→ **Set exercise**
Copy out every one of the records below, word for word.

→ **Location identification items**
┌──

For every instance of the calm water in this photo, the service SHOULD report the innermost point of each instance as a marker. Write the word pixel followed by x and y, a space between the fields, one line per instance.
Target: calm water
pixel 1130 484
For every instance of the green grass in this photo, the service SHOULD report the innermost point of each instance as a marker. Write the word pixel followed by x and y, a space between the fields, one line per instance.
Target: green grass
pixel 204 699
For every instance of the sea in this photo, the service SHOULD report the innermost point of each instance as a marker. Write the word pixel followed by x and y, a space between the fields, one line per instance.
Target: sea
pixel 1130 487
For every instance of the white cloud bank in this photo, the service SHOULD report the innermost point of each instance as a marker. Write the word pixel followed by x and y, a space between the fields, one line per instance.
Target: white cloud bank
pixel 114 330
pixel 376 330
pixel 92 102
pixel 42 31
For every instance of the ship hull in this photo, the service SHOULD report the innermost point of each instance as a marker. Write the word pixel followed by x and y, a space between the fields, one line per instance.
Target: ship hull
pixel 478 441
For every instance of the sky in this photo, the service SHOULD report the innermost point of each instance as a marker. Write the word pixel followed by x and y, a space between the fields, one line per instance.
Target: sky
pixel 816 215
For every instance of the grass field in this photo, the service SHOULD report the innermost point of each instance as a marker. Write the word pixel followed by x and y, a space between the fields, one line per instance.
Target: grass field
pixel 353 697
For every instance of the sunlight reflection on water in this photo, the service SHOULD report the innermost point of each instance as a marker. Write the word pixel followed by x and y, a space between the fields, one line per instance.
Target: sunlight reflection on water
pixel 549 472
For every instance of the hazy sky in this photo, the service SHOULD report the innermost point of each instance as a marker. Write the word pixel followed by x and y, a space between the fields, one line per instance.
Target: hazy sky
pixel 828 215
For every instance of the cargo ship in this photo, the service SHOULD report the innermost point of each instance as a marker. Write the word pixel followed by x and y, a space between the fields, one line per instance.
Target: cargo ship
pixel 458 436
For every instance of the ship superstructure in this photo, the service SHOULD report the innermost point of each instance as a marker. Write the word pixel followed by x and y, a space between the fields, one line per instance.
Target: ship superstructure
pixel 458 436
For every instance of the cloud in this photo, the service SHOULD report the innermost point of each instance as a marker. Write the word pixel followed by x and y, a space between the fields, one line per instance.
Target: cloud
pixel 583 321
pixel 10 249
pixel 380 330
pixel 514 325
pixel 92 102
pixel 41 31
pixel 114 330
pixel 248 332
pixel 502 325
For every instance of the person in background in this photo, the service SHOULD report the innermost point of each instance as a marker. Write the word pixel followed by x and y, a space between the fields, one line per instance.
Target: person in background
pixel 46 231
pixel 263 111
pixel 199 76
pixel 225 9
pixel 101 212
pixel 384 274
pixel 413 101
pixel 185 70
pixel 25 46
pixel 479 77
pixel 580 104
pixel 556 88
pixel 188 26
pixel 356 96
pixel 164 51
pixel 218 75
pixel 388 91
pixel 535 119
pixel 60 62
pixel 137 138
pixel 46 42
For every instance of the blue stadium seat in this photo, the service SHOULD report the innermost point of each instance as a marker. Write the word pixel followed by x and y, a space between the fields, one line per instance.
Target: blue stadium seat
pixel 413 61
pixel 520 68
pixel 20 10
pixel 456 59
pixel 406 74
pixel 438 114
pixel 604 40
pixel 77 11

└──

→ **Solution to this task**
For every instance of the calm water in this photo, the service SHOULD report the innermost point of each instance as a marker. Write the word pixel followed by x and y, a space between the fields, one line per instance.
Target: calm water
pixel 1130 484
For every instance of the green grass in this photo, the service SHOULD report the innermost point of each instance as a marker. Write the word pixel followed by x and y, a space between the fields, one line per instance.
Target: green grass
pixel 204 699
For every instance of the sea in this photo, the service SHOULD report the innermost point of each instance as a marker. Write the word pixel followed by x and y, a space between the fields, one line per instance.
Target: sea
pixel 1130 487
For every instance of the white cloud bank in this photo, the service SHOULD report the innermost point of each instance as a marker. Write the word pixel followed by x and y, a space between the fields, one line per instance.
Target: white cloud bank
pixel 114 330
pixel 376 330
pixel 92 102
pixel 42 31
For every instance of the ship hull in this photo, the service SHOULD report the innermost point of each instance as a marker. Write the word pixel followed by x and y, a space between the fields, one line per instance.
Target: ship hull
pixel 478 441
For every instance of the sky in this photo, the service SHOULD report the innermost point of each instance as a marker. Write the word pixel followed by x and y, a space between the fields, one line per instance.
Target: sky
pixel 816 215
For every instance of the grass field in this photo, the service SHOULD report the innermost point of each instance as a marker. Write the word pixel followed by x and y, a space between the fields, one line per instance.
Target: grass field
pixel 353 697
For every instance of the sunlight reflection on water in this photo, the service SHOULD report the innermost point of each instance as a marker. Write the word pixel followed by x and y, a space between the fields, one line per instance.
Target: sunlight reflection on water
pixel 549 472
For every instance of the hazy sky in this photo, the service SHOULD report the innermost point of each instance as a marker. Write the word pixel followed by x and y, a space between the fields, one line per instance.
Target: hazy sky
pixel 828 215
For every instance of the cargo ship in this photo, the service SHOULD report the innermost point of each instance as a marker. Write the word pixel followed by x and y, a space between the fields, one line per instance.
Target: cargo ship
pixel 458 436
For every instance of the ship superstructure in this photo, the service SHOULD report the innermost point of each instance as a marker. Write the word pixel followed by x and y, a space between the fields, one line per instance.
Target: ship superstructure
pixel 458 436
For every instance of the cloud in this photo, the service SHOULD report the innermost point of each instance as a marker. Write the word pixel followed by x and y, a space between the fields, one line per instance.
Target: cloud
pixel 583 321
pixel 10 249
pixel 380 330
pixel 514 325
pixel 92 102
pixel 41 31
pixel 114 330
pixel 248 332
pixel 502 325
For every instance of the person in background in this photo, the service SHOULD report the innermost point of each instance as a marker. Write the word pixel followed by x and y, a space between the fields, one line per instance.
Target: person in background
pixel 46 231
pixel 263 111
pixel 199 76
pixel 225 9
pixel 101 212
pixel 384 274
pixel 413 101
pixel 185 70
pixel 25 46
pixel 479 77
pixel 580 104
pixel 556 88
pixel 188 26
pixel 356 96
pixel 164 51
pixel 218 75
pixel 388 91
pixel 535 119
pixel 60 62
pixel 137 138
pixel 46 42
For every instance of the blue stadium seat in this photo, the service SHOULD report the innermost point of each instance as a marker. Write the word pixel followed by x and y, a space between the fields, one line per instance.
Target: blue stadium seat
pixel 413 61
pixel 520 68
pixel 20 10
pixel 456 59
pixel 406 74
pixel 438 114
pixel 604 40
pixel 77 11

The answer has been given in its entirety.